I’ve noticed over the years that when I put a “name” on something, students tend to panic. We will be doing just fine with SN2 reactions, but when I suddenly name it the Williamson Ether Synthesis, my students become very concerned, as if it’s some completely different concept. Whenever I bring up the Williamson Ether Synthesis later in the course, they don’t know what I’m talking about and suddenly can’t do a straightforward SN2 reaction anymore. Perhaps you have noticed this with other named reactions, too.

A similar thing would happen about midway through second semester when we would start dealing with the reactions of enolates, which was usually given its own chapter in the text. Even though it’s just another nucleophile, students became very concerned with this “new” entity. Students compartmentalized it into its own arena where it looked and acted differently from every other reaction they’d seen before. They thought they had a completely different set of confusing reactions. We had put the enolate on a pedestal. Yet when my department switched to Karty’s text, I suddenly noticed my students no longer really had a problem with enolates. Karty has taken the enolate off of the pedestal.

- WRITTEN REQUEST -
Answer these questions from the passage on organic chemistry teaching:
1. When a common reaction type is given the name Williamson Ether Synthesis, what kind of reaction is it?
2. At what point in the course would the reactions of enolates usually begin?
3. Whose text did the department switch to?

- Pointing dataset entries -
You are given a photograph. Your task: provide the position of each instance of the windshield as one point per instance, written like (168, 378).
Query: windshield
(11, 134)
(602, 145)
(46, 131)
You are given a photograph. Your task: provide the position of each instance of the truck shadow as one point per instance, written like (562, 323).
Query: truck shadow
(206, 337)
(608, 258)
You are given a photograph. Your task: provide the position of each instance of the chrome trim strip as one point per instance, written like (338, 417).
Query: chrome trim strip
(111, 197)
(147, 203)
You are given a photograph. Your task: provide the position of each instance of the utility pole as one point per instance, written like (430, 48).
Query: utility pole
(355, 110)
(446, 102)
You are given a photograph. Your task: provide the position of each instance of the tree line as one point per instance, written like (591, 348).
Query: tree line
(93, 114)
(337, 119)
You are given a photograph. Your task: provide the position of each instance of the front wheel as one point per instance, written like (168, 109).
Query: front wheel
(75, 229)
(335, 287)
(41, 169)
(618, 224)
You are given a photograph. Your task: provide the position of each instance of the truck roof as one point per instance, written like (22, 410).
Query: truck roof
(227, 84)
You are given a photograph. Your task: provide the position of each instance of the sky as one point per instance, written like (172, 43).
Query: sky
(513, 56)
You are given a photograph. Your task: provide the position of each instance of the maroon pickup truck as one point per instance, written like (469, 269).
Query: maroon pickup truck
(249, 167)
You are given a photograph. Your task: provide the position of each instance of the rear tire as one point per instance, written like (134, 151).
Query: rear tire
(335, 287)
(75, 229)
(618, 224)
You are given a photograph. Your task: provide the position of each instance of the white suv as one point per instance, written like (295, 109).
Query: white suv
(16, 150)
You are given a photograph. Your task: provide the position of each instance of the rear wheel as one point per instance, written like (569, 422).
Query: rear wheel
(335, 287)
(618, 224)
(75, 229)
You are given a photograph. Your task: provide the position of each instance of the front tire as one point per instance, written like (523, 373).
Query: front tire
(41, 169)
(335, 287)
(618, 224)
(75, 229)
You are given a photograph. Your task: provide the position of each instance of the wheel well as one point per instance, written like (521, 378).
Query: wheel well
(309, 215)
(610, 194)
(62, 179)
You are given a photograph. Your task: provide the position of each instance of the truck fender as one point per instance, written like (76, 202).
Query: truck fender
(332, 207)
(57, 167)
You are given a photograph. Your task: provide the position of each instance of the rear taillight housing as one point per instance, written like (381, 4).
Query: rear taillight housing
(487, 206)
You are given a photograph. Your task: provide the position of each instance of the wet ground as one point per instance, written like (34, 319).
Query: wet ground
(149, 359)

- RESPONSE TO THIS EXERCISE -
1. An SN2 reaction.
2. About midway through second semester.
3. Karty's.